# Start of RECORDS FOR PROCESSING

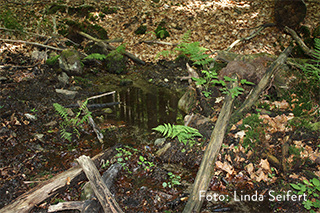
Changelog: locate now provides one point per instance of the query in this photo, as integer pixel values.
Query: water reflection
(145, 109)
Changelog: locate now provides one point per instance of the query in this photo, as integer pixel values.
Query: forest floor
(264, 152)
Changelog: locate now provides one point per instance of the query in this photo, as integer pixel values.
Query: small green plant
(312, 190)
(53, 60)
(174, 180)
(312, 70)
(8, 19)
(183, 133)
(71, 123)
(145, 163)
(95, 56)
(161, 32)
(195, 53)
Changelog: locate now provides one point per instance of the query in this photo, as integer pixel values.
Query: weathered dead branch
(31, 43)
(100, 189)
(204, 174)
(254, 95)
(105, 45)
(46, 189)
(303, 46)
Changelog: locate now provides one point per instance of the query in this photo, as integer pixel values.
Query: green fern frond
(95, 56)
(62, 111)
(183, 133)
(64, 134)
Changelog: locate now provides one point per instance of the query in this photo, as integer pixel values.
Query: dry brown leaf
(264, 164)
(249, 168)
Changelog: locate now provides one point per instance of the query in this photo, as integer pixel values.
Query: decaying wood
(105, 45)
(90, 205)
(67, 206)
(31, 43)
(100, 189)
(46, 189)
(254, 95)
(204, 174)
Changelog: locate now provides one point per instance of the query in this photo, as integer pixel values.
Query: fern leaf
(62, 111)
(96, 56)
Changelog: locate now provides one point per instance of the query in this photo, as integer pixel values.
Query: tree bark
(100, 189)
(204, 174)
(46, 189)
(254, 95)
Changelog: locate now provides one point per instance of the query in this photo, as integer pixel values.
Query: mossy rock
(316, 32)
(141, 30)
(110, 10)
(305, 31)
(53, 60)
(81, 11)
(161, 32)
(54, 8)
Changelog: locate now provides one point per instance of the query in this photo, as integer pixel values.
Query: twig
(103, 44)
(31, 43)
(159, 42)
(303, 46)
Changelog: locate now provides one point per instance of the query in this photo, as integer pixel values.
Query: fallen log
(254, 95)
(204, 174)
(108, 203)
(25, 202)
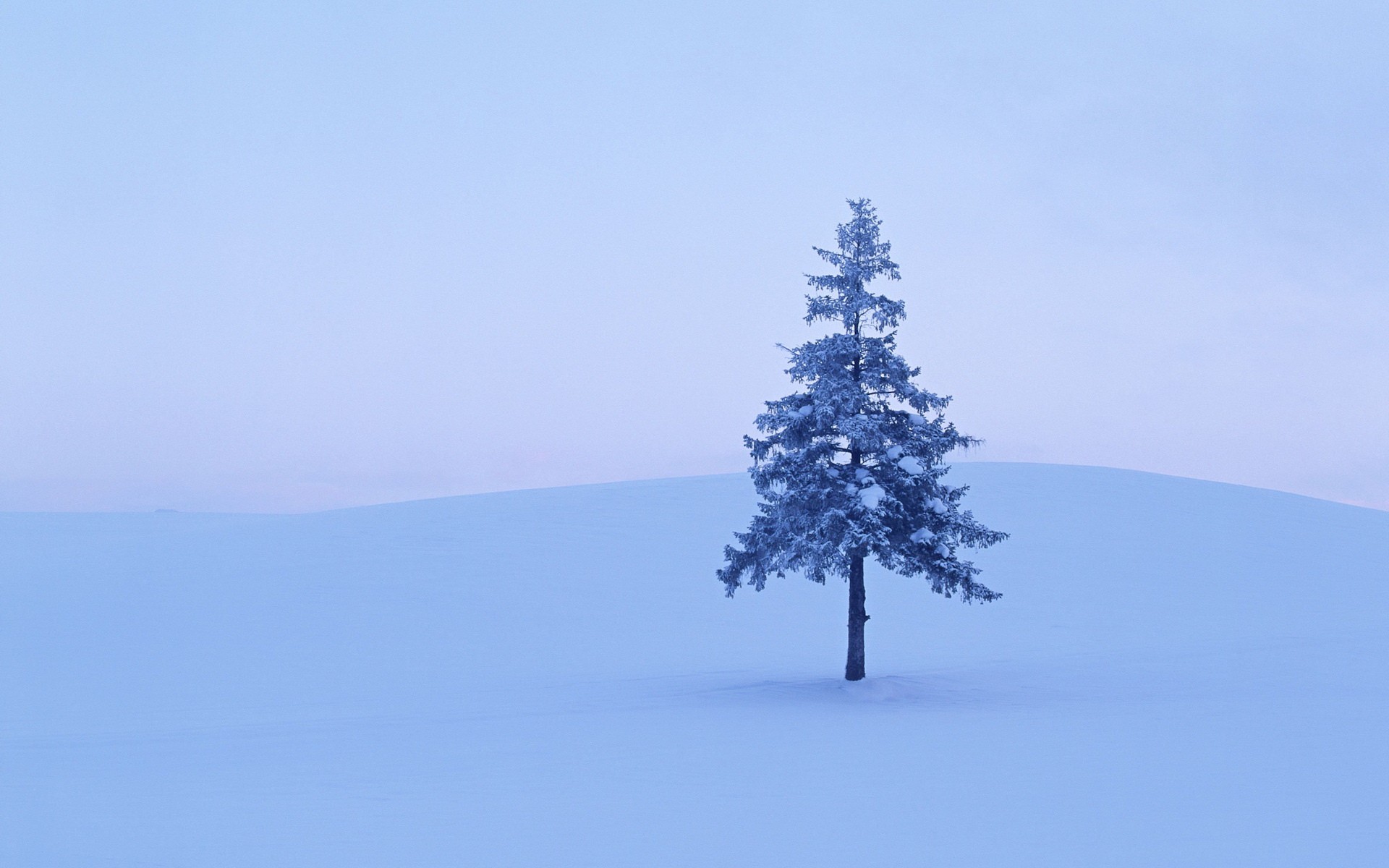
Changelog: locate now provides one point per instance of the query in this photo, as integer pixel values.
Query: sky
(294, 256)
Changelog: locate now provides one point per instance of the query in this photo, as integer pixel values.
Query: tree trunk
(854, 668)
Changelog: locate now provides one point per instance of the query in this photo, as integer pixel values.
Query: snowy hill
(1180, 673)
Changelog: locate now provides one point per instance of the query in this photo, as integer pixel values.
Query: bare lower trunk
(854, 668)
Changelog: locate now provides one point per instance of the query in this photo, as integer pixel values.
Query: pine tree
(851, 466)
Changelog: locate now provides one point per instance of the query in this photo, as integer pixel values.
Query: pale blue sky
(288, 256)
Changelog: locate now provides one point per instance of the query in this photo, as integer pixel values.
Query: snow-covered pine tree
(853, 466)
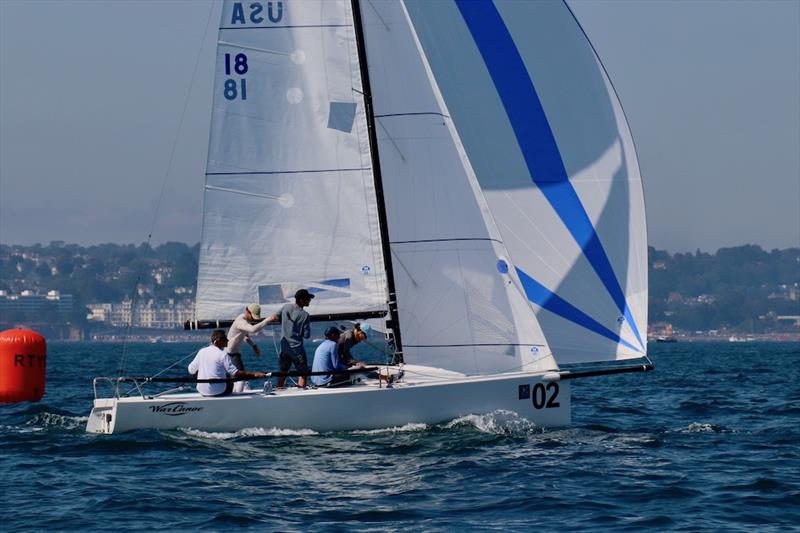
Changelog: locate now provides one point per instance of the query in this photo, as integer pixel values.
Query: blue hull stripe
(536, 140)
(547, 299)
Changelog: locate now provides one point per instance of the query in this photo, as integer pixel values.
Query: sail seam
(449, 240)
(307, 171)
(283, 27)
(468, 344)
(413, 114)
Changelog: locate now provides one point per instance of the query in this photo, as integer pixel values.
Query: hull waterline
(363, 406)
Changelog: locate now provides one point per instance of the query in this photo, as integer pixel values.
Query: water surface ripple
(709, 441)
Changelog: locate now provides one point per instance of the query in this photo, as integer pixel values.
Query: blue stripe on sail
(547, 299)
(536, 140)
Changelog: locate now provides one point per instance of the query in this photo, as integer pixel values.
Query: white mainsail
(289, 197)
(460, 302)
(548, 141)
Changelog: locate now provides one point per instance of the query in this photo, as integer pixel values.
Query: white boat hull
(362, 406)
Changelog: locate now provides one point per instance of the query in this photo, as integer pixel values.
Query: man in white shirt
(213, 363)
(241, 329)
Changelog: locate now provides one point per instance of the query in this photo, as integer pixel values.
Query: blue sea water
(709, 441)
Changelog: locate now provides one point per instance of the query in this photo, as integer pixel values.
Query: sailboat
(460, 173)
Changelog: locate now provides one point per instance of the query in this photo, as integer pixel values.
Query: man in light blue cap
(326, 359)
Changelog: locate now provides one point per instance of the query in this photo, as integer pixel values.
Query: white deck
(424, 395)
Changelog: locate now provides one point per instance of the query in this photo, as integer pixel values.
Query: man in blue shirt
(326, 358)
(295, 326)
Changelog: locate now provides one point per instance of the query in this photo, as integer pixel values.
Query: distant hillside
(744, 288)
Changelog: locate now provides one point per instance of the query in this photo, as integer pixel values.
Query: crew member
(213, 363)
(241, 329)
(295, 327)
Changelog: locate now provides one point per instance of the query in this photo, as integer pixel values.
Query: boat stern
(103, 416)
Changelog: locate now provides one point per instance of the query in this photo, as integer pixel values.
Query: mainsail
(512, 191)
(289, 197)
(547, 138)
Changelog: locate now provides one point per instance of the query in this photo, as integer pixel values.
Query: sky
(105, 107)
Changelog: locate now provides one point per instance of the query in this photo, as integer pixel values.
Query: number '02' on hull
(362, 406)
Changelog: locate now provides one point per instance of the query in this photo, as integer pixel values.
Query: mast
(394, 321)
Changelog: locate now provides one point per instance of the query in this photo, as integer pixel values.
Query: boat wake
(698, 427)
(407, 428)
(247, 432)
(499, 422)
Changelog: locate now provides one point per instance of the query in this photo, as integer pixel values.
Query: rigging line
(390, 138)
(244, 193)
(413, 114)
(379, 15)
(164, 184)
(408, 273)
(302, 171)
(449, 240)
(255, 49)
(164, 370)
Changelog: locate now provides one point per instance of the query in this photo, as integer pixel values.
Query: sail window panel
(341, 116)
(282, 125)
(457, 314)
(252, 241)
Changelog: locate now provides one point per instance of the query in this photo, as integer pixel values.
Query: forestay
(461, 304)
(289, 196)
(548, 141)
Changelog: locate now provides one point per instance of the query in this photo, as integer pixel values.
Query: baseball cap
(303, 294)
(255, 310)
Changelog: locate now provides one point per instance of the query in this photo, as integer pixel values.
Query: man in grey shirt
(295, 326)
(241, 329)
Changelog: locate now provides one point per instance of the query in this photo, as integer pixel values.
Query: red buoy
(23, 358)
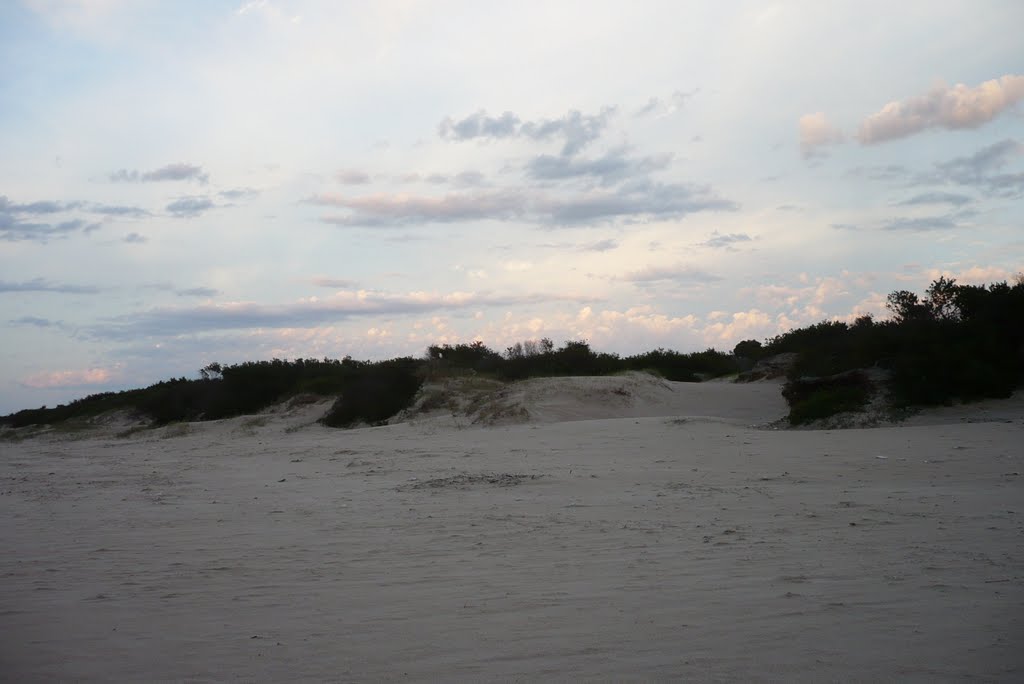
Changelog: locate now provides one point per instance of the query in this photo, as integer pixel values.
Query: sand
(660, 533)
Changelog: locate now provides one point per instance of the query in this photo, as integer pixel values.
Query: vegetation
(957, 342)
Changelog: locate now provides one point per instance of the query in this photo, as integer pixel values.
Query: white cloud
(957, 107)
(56, 379)
(816, 133)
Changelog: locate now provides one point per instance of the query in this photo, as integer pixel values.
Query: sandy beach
(619, 528)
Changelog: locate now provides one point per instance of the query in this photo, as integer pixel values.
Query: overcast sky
(183, 182)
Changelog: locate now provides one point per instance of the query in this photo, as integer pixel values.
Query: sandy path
(645, 548)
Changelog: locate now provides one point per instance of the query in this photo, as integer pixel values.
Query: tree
(748, 349)
(942, 300)
(905, 306)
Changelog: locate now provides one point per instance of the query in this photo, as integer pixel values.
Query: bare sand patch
(673, 540)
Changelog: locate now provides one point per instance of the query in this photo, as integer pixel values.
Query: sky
(186, 182)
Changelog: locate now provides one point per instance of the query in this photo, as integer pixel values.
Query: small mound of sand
(479, 401)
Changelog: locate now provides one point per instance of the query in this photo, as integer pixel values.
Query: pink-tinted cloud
(816, 133)
(955, 107)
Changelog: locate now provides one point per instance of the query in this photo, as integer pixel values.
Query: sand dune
(604, 528)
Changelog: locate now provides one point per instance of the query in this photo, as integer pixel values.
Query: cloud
(170, 172)
(611, 167)
(304, 313)
(239, 194)
(639, 201)
(675, 273)
(982, 169)
(15, 227)
(636, 201)
(335, 283)
(816, 133)
(42, 285)
(197, 292)
(20, 222)
(576, 129)
(108, 210)
(598, 246)
(189, 207)
(352, 177)
(921, 224)
(36, 322)
(883, 172)
(663, 108)
(719, 241)
(953, 108)
(37, 208)
(936, 198)
(397, 210)
(479, 125)
(61, 379)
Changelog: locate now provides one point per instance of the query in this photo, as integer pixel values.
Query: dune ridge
(625, 527)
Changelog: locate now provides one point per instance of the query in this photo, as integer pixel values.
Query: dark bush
(376, 393)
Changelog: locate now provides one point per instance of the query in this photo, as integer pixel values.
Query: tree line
(957, 342)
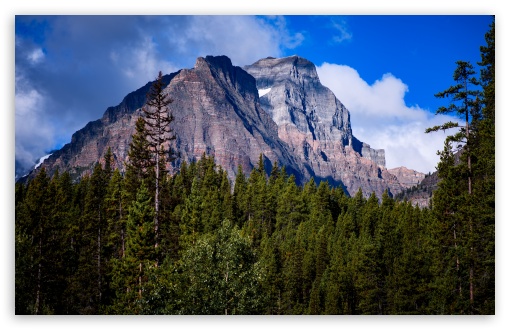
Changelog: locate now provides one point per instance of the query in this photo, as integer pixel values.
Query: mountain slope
(218, 111)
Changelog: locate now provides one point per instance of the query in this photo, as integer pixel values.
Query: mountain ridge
(298, 123)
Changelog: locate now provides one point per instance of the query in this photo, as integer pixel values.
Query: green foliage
(262, 244)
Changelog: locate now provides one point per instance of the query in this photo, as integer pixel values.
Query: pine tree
(157, 122)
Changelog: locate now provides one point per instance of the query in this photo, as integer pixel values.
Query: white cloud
(36, 56)
(143, 63)
(380, 117)
(341, 27)
(33, 132)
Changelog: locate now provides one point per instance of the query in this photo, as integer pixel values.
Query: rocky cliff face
(407, 178)
(317, 128)
(276, 107)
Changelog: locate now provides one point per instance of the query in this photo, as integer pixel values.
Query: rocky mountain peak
(270, 71)
(275, 107)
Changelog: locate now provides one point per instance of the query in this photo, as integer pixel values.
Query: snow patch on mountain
(43, 158)
(264, 91)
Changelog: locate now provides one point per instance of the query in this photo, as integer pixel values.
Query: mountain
(274, 107)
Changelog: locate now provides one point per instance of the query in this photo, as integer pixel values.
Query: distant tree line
(145, 242)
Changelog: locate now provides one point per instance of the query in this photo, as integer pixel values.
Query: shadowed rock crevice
(298, 123)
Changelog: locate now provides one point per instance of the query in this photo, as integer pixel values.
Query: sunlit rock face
(317, 128)
(274, 107)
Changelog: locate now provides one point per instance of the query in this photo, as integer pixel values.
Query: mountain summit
(276, 107)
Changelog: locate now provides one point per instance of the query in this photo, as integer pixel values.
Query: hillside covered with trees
(145, 242)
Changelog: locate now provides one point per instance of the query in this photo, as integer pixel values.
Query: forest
(147, 242)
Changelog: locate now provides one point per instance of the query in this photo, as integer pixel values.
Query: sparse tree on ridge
(157, 122)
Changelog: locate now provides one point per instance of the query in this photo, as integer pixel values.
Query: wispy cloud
(83, 64)
(342, 31)
(381, 118)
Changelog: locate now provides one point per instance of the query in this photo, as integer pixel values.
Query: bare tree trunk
(39, 276)
(457, 256)
(156, 216)
(99, 260)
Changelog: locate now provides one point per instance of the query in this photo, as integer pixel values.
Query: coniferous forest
(147, 242)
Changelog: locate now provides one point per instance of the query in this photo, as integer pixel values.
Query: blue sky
(385, 69)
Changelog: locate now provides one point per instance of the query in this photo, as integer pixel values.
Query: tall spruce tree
(157, 122)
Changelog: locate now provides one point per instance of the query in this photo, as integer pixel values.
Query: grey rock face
(316, 126)
(218, 111)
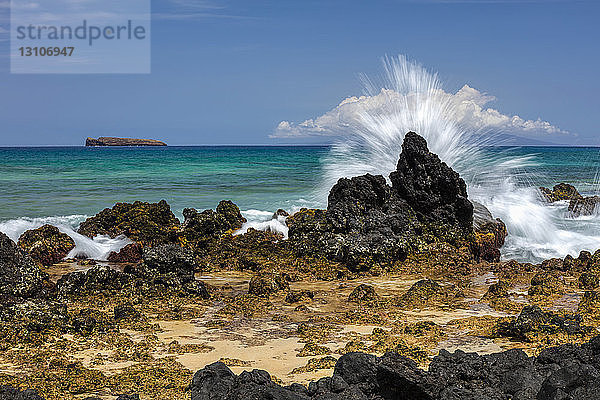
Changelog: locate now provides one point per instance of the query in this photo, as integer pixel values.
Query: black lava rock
(564, 372)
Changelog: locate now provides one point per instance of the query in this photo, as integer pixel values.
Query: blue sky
(228, 72)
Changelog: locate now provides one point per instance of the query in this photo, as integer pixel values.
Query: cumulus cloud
(467, 107)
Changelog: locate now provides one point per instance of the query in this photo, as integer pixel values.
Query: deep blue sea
(63, 185)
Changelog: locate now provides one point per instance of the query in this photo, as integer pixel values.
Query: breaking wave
(411, 98)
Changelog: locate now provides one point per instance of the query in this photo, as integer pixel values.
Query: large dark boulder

# End of RECORDS FOR PROCESSING

Please find each line above that contains the word "leaf" and copy those lines out in full.

Query: dry brown leaf
Query: fern leaf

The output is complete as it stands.